US allergy research reveals frequency of allergic reactions
A study has discovered that half of people with food allergies report at least one allergic reaction each year in US.
More than 50 percent of those with food allergies have at least one food-related allergic reaction a year, according to data collated by Food Allergy Research & Education (FARE), the Center for Food Allergy & Asthma Research (CFAAR), and Ann & Robert H. Lurie Children’s Hospital of Chicago.
“With half of the people with food allergies reporting one allergic reaction a year and over a third reporting multiple reactions, we need to better understand the causes to help with prevention,” said study co-author, Dr Ruchi Gupta, director of CFAAR. “Very little data exists on the frequency and context of food-related allergic reactions and this study shows us that more research is needed.”
Among the 3,054 survey respondents, 9.9 percent of food allergen exposures were classified as intentional, 82.1 percent as unintentional, and 4.8 percent as medically related (oral challenges and/or oral immunotherapy).

(Dataset records)

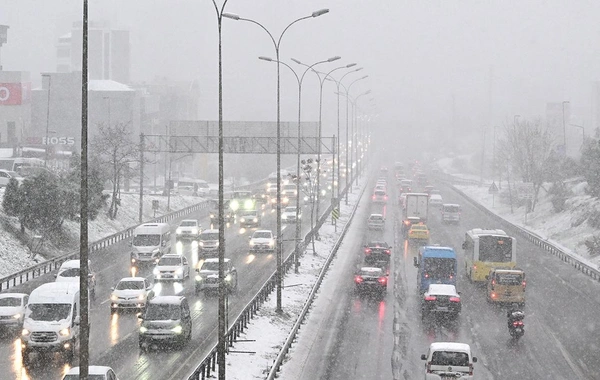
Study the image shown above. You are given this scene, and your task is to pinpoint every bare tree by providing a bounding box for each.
[91,123,139,219]
[501,120,554,211]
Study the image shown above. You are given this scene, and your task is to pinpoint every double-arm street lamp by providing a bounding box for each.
[292,58,356,224]
[222,9,329,312]
[258,56,340,273]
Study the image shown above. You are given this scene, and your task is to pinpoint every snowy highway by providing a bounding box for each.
[282,172,600,380]
[0,190,329,380]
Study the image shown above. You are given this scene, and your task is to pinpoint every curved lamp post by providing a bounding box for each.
[258,56,340,273]
[222,9,329,312]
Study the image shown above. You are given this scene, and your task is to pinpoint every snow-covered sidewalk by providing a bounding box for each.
[226,184,363,380]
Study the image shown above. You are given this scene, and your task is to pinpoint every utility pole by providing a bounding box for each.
[79,0,90,380]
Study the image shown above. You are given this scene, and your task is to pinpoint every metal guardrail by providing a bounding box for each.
[267,173,366,380]
[0,179,268,292]
[186,163,370,380]
[439,174,600,281]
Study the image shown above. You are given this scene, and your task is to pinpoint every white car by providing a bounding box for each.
[250,230,275,252]
[0,169,23,187]
[63,365,119,380]
[175,219,202,241]
[421,342,477,380]
[0,293,29,330]
[55,260,96,300]
[152,254,190,281]
[281,206,302,223]
[110,277,154,314]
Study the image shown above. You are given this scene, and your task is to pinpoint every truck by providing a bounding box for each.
[402,193,429,237]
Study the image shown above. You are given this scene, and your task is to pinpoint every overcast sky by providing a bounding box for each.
[0,0,600,140]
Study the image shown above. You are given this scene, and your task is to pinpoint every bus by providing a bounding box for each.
[413,245,458,294]
[0,157,44,177]
[462,228,517,282]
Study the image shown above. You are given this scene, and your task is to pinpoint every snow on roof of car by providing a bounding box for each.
[149,296,185,305]
[0,293,29,298]
[66,365,114,375]
[429,342,471,354]
[427,284,458,296]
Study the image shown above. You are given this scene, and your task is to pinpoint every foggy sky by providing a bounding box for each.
[0,0,600,140]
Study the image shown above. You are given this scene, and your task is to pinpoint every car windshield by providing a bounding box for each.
[156,257,181,266]
[27,303,71,322]
[200,261,219,271]
[58,268,79,277]
[431,351,469,367]
[423,257,456,279]
[133,235,160,247]
[0,297,21,307]
[115,280,144,290]
[200,232,219,240]
[479,236,512,263]
[144,303,180,321]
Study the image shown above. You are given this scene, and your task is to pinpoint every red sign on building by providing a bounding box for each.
[0,83,31,106]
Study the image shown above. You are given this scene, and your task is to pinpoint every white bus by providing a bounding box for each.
[462,228,517,282]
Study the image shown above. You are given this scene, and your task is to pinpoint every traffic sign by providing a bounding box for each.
[331,208,340,220]
[488,182,498,194]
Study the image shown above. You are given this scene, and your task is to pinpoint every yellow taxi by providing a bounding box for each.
[408,223,429,243]
[486,268,527,306]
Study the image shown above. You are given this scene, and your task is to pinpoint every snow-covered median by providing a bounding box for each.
[226,191,359,380]
[0,189,203,278]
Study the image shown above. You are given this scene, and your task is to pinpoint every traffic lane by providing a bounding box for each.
[98,197,326,379]
[428,184,600,378]
[322,196,400,380]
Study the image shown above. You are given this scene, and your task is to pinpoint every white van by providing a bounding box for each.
[131,223,171,265]
[442,203,460,223]
[21,282,80,366]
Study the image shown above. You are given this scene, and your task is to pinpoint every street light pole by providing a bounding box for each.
[258,57,339,273]
[562,100,570,157]
[213,0,227,380]
[222,9,329,313]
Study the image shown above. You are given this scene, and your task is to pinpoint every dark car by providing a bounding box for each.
[421,284,461,319]
[364,241,392,266]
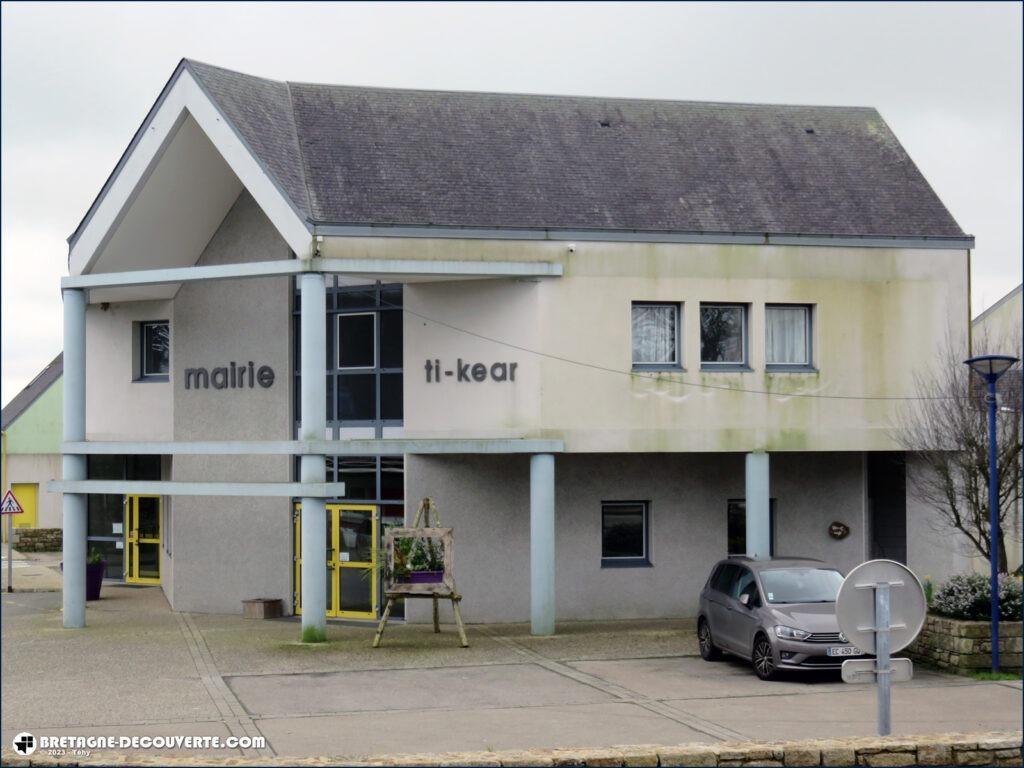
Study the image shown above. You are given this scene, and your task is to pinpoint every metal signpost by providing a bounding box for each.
[836,560,928,736]
[0,490,25,592]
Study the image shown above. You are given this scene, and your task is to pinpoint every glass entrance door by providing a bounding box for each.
[295,504,379,618]
[125,495,163,584]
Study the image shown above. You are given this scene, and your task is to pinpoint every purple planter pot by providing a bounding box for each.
[85,562,106,600]
[60,560,106,600]
[409,570,444,584]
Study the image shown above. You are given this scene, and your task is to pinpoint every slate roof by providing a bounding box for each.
[0,352,63,429]
[99,59,967,238]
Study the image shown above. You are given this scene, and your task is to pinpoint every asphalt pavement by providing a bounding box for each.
[0,586,1022,758]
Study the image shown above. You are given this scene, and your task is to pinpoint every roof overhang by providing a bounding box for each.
[69,61,312,290]
[313,223,975,251]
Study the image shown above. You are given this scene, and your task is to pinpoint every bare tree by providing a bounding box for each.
[894,330,1022,573]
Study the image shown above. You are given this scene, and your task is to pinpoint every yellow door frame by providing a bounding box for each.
[125,494,164,584]
[293,504,380,618]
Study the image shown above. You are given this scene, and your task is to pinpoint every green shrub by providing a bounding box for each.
[931,573,1021,622]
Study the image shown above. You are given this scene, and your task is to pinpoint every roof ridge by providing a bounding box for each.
[282,78,878,113]
[284,80,316,221]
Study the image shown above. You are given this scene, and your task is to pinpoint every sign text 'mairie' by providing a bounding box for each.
[184,360,273,389]
[423,357,519,384]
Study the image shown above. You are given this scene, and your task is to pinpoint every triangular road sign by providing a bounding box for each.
[0,490,25,515]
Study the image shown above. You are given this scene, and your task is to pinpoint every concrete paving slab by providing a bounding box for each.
[257,694,714,758]
[225,664,611,717]
[0,545,62,592]
[479,618,699,660]
[667,683,1021,739]
[0,675,221,733]
[194,614,520,675]
[568,657,970,699]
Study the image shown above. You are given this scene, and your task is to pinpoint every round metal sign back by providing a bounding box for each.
[836,560,928,653]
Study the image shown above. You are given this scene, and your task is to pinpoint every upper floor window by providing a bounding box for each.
[700,303,748,368]
[138,321,171,381]
[765,304,811,369]
[633,301,682,369]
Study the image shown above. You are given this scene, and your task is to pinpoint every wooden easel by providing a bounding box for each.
[374,499,469,648]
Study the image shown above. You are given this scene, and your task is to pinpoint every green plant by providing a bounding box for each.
[931,573,1021,622]
[386,539,415,582]
[302,627,327,643]
[409,537,444,571]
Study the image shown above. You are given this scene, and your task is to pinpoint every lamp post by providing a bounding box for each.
[964,354,1018,672]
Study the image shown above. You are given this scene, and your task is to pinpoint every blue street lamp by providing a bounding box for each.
[964,354,1019,672]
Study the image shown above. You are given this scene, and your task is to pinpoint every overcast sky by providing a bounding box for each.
[0,3,1022,403]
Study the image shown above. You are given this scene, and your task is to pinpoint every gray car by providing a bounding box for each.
[697,557,863,680]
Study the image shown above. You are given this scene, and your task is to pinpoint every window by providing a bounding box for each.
[138,321,171,381]
[293,278,403,428]
[765,304,811,370]
[633,301,682,369]
[700,304,746,369]
[726,499,775,557]
[601,502,650,567]
[729,567,761,608]
[338,312,377,369]
[711,562,739,595]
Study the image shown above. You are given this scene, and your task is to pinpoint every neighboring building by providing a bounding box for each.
[51,60,973,633]
[0,354,63,541]
[971,285,1024,572]
[971,285,1024,341]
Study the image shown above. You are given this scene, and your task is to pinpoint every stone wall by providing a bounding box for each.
[907,613,1022,675]
[14,528,63,552]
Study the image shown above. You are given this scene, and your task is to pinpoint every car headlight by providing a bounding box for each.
[775,625,811,640]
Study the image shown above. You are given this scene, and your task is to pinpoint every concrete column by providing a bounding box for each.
[61,290,86,629]
[529,454,555,635]
[299,274,327,642]
[746,453,771,560]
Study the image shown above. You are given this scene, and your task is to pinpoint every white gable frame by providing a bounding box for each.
[68,62,312,274]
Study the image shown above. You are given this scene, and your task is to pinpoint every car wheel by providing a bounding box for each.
[751,635,778,680]
[697,617,722,662]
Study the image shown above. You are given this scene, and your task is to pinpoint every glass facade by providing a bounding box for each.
[293,278,406,617]
[86,455,161,581]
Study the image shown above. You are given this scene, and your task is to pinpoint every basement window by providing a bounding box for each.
[601,502,650,568]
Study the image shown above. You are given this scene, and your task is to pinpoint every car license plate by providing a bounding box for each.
[825,645,863,656]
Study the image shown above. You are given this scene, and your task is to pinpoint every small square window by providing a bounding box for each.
[700,304,746,368]
[765,304,811,369]
[338,312,377,369]
[726,499,775,557]
[632,301,681,369]
[138,321,171,381]
[601,502,650,566]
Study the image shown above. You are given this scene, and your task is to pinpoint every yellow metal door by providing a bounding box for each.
[332,504,379,618]
[125,494,163,584]
[294,504,379,618]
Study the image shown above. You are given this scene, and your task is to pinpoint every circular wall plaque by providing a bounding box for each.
[828,520,850,539]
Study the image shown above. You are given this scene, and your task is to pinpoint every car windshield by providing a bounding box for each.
[761,568,843,603]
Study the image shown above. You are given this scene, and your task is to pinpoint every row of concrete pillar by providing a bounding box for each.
[63,273,770,642]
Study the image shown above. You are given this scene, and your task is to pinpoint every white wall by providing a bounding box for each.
[391,240,969,453]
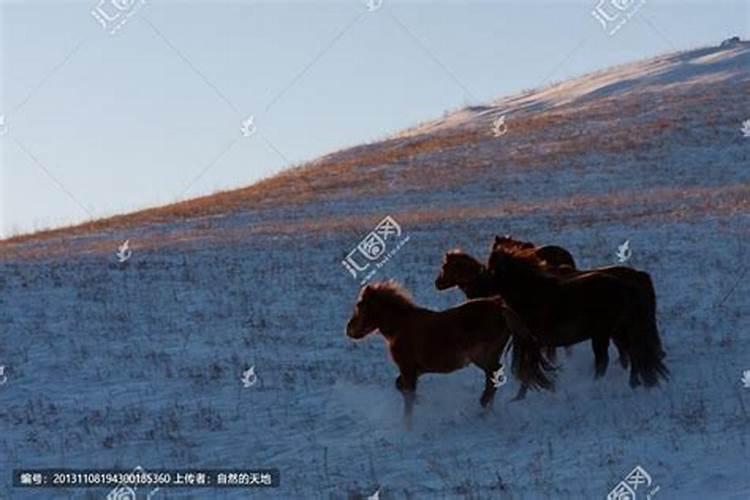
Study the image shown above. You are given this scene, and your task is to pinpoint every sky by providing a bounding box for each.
[0,0,750,238]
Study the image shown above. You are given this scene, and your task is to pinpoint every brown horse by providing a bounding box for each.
[488,248,669,387]
[346,281,553,423]
[435,250,570,400]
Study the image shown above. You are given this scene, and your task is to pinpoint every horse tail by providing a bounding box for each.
[503,305,555,391]
[638,271,667,359]
[630,282,669,387]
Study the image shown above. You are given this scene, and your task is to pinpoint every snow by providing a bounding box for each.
[0,44,750,500]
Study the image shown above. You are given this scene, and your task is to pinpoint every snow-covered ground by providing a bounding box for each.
[0,41,750,499]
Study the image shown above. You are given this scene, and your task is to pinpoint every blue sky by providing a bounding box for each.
[0,0,750,237]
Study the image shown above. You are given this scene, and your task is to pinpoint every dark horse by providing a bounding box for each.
[492,234,576,273]
[346,281,553,423]
[492,235,666,369]
[488,248,669,387]
[435,246,575,362]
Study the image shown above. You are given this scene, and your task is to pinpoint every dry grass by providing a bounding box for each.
[0,79,750,257]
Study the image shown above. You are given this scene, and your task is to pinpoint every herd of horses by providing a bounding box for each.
[346,236,669,423]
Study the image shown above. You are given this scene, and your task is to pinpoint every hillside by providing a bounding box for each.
[0,43,750,499]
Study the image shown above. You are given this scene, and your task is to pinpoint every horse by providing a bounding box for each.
[488,248,669,388]
[492,234,577,273]
[492,235,666,369]
[435,250,570,401]
[346,280,554,425]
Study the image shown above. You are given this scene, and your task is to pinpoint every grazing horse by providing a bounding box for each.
[346,281,554,424]
[488,248,669,387]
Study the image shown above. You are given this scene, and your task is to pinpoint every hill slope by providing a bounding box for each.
[0,43,750,499]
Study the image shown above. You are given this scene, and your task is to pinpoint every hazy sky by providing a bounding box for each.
[0,0,750,237]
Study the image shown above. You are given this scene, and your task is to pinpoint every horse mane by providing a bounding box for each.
[445,248,487,270]
[360,280,416,309]
[493,234,536,250]
[490,244,549,275]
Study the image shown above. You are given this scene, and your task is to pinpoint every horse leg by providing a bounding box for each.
[396,371,417,429]
[547,345,557,363]
[591,336,609,378]
[612,338,630,370]
[473,348,503,408]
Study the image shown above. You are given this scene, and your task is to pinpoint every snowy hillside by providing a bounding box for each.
[0,43,750,500]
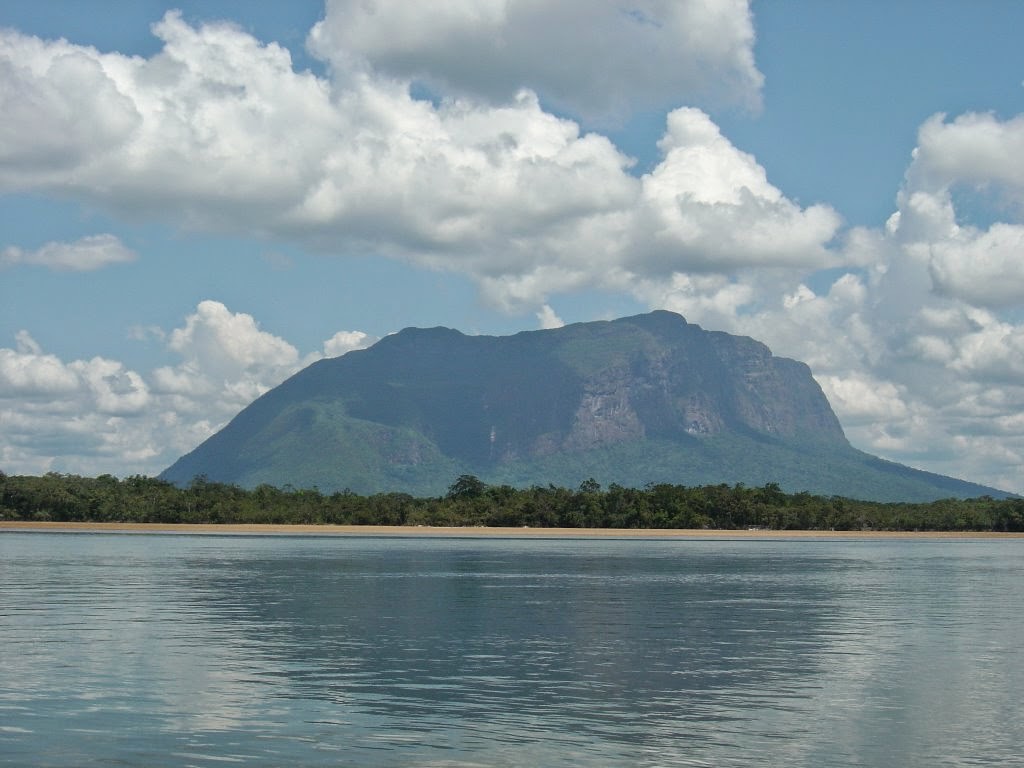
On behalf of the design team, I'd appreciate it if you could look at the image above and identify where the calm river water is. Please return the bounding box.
[0,532,1024,768]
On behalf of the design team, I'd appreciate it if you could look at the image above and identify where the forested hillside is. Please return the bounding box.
[0,473,1024,531]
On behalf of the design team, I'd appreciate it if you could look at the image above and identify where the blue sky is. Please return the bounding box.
[0,0,1024,492]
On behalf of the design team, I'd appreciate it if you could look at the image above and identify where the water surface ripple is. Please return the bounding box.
[0,532,1024,768]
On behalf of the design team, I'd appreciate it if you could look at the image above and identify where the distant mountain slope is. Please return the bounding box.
[162,311,999,501]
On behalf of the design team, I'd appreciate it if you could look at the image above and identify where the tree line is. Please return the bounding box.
[0,472,1024,531]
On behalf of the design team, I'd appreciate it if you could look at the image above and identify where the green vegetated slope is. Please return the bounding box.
[162,311,998,501]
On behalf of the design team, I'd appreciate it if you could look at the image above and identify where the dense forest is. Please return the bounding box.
[0,472,1024,531]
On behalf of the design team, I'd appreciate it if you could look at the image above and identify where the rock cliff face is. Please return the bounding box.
[163,311,999,505]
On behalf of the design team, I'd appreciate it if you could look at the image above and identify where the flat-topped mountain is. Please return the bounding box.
[162,311,999,501]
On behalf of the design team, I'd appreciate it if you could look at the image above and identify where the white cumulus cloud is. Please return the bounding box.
[309,0,764,119]
[0,234,136,272]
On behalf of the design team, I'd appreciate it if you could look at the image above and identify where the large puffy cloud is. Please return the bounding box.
[0,301,370,475]
[0,234,136,272]
[309,0,763,118]
[0,12,823,310]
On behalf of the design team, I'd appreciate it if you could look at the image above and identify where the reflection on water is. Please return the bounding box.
[0,534,1024,767]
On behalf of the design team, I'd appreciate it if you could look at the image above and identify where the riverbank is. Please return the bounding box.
[0,520,1024,539]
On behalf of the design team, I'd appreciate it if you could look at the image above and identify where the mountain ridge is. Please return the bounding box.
[161,310,1000,501]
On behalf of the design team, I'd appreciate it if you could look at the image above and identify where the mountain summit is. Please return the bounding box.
[161,311,999,501]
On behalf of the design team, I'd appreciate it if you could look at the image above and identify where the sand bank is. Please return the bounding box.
[0,520,1024,540]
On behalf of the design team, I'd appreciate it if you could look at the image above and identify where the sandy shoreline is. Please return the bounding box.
[0,520,1024,539]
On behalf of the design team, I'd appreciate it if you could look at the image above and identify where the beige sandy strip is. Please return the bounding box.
[0,520,1024,540]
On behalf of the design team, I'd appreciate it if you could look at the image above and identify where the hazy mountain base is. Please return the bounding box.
[168,401,1004,502]
[161,311,1005,501]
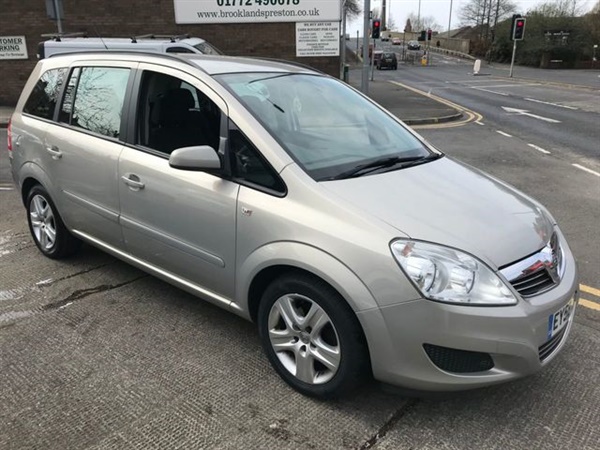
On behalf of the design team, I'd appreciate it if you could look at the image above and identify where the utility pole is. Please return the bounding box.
[340,0,348,82]
[448,0,452,39]
[360,0,371,95]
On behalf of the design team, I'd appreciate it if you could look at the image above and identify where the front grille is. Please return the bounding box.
[423,344,494,373]
[538,327,568,361]
[510,267,555,297]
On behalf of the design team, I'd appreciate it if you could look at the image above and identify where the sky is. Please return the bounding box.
[347,0,597,36]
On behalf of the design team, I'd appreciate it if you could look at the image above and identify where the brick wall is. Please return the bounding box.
[0,0,339,105]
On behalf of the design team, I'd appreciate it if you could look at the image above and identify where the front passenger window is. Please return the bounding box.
[229,124,285,193]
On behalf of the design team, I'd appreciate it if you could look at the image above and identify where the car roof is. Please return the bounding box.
[42,50,321,75]
[46,36,206,45]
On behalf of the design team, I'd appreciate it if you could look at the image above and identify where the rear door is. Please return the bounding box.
[44,62,133,247]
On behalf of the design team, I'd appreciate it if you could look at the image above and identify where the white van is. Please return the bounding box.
[37,34,223,59]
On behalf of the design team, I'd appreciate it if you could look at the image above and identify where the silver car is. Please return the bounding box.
[9,53,578,397]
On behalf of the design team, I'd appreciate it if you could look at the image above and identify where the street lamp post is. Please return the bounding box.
[448,0,452,39]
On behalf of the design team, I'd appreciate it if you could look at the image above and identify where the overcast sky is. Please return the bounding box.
[347,0,597,36]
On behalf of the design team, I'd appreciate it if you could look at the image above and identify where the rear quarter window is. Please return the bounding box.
[23,68,67,120]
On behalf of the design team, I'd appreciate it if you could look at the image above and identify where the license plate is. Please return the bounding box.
[548,300,573,339]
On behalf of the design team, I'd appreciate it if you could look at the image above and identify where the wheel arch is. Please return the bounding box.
[237,242,377,322]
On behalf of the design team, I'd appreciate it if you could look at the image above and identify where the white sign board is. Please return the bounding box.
[0,36,29,59]
[173,0,342,24]
[296,22,340,56]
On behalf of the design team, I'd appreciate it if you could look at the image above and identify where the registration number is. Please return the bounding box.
[548,300,573,339]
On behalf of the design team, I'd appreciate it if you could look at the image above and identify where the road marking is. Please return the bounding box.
[527,144,550,155]
[476,83,540,88]
[390,81,483,129]
[523,98,579,110]
[579,298,600,311]
[471,86,508,97]
[501,106,560,123]
[579,284,600,297]
[571,164,600,177]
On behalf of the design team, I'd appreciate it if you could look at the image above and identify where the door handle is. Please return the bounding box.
[46,145,62,159]
[121,173,146,191]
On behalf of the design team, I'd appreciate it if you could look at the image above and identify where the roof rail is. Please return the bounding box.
[42,31,88,42]
[131,34,190,44]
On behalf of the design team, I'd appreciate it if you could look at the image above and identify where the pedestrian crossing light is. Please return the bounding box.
[512,17,525,41]
[371,19,381,39]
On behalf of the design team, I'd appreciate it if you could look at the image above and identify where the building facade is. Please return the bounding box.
[0,0,340,106]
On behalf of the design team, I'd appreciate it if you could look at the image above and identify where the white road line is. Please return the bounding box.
[523,98,579,110]
[471,86,508,97]
[571,164,600,177]
[476,83,540,88]
[527,144,550,155]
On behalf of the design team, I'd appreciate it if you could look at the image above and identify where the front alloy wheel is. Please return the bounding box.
[269,294,341,384]
[29,194,56,251]
[257,272,370,398]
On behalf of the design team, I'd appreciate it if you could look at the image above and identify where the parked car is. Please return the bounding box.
[8,52,578,397]
[37,34,222,59]
[377,52,398,70]
[406,41,421,50]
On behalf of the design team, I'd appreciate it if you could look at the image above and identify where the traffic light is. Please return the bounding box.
[512,17,525,41]
[371,19,381,39]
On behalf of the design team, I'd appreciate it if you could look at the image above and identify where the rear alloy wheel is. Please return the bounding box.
[258,274,368,397]
[26,185,80,259]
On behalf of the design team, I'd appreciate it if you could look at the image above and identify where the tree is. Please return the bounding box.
[458,0,516,28]
[527,0,582,17]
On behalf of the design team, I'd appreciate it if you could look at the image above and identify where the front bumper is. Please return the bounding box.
[358,246,579,391]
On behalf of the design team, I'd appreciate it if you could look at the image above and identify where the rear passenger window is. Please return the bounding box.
[23,68,67,120]
[60,67,130,138]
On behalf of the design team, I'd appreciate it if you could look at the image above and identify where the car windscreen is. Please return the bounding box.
[215,72,431,180]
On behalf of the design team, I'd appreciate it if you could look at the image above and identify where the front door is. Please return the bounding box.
[118,66,239,300]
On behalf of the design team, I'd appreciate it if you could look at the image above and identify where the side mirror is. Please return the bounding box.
[169,145,221,171]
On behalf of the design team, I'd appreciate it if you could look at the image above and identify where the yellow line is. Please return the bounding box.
[579,284,600,297]
[390,81,483,129]
[579,298,600,311]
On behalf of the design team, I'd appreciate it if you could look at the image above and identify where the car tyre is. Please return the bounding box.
[25,185,81,259]
[258,274,370,398]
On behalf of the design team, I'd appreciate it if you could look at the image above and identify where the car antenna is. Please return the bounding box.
[92,24,108,50]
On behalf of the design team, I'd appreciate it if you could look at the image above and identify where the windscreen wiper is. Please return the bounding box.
[328,153,443,180]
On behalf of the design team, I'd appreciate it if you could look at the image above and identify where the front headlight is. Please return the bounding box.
[391,239,517,306]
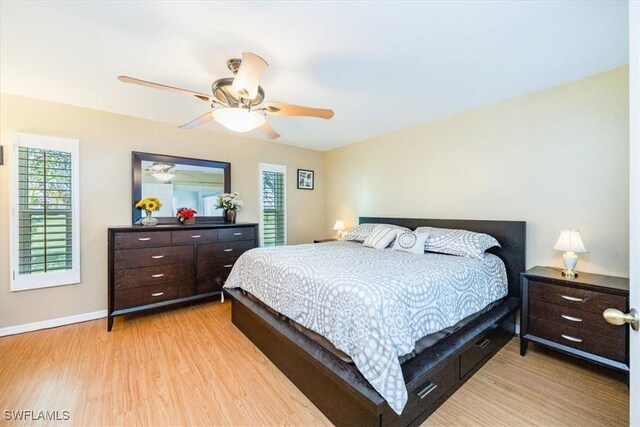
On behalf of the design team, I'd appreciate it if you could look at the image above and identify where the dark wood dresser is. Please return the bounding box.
[107,223,258,331]
[520,267,629,372]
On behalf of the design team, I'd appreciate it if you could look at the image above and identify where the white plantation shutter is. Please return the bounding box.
[11,134,80,290]
[260,163,287,246]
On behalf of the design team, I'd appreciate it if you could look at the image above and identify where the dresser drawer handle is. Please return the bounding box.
[476,338,491,348]
[562,295,582,302]
[560,334,582,342]
[416,383,438,399]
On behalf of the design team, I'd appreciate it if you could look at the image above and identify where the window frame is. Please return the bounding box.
[9,133,80,292]
[258,163,288,247]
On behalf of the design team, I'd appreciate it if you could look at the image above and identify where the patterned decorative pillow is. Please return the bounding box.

**Task statement:**
Repeat the stretch of the food allergy article from "US allergy research" through "year in US.".

**Exercise response:**
US allergy research reveals frequency of allergic reactions
A study has discovered that half of people with food allergies report at least one allergic reaction each year in US.